Which lines in the material below contain the word "building"? Collect every one of them and copy each line in full.
---- RAW RECORDS
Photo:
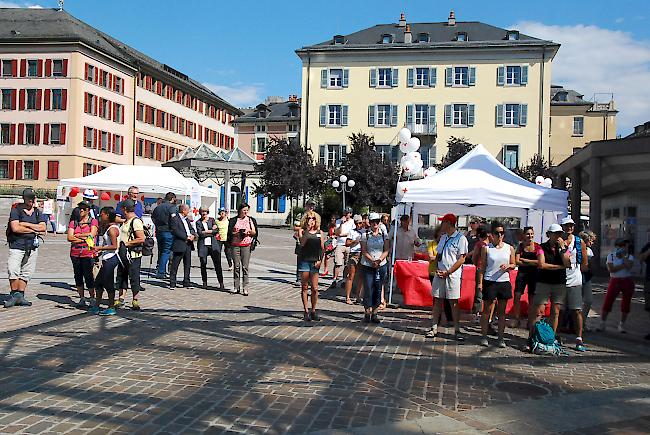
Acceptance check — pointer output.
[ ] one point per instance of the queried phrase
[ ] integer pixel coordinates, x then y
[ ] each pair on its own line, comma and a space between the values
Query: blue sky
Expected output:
--------
---- RAW RECORDS
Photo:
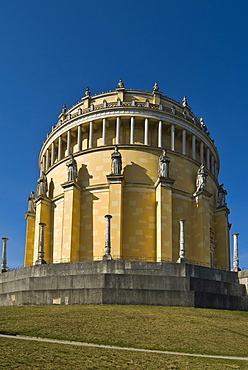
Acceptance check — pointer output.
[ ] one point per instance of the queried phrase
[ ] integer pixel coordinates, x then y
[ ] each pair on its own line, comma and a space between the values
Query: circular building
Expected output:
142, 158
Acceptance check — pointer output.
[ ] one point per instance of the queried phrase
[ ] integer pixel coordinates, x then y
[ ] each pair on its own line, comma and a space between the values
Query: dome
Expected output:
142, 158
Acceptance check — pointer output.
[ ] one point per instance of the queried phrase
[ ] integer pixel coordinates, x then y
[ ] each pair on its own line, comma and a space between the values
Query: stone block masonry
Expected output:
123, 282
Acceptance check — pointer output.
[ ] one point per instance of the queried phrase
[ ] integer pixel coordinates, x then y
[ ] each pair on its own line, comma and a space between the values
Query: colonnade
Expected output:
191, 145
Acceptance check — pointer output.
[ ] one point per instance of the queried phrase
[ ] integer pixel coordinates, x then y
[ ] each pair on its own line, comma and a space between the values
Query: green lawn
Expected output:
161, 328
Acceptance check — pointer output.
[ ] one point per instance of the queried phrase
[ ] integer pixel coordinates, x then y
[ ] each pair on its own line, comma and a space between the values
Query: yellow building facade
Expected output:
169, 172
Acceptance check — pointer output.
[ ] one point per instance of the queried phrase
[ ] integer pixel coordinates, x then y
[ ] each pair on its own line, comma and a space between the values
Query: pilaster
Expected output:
--------
- TASK RESPONSE:
Query: circular building
Query: yellow building facade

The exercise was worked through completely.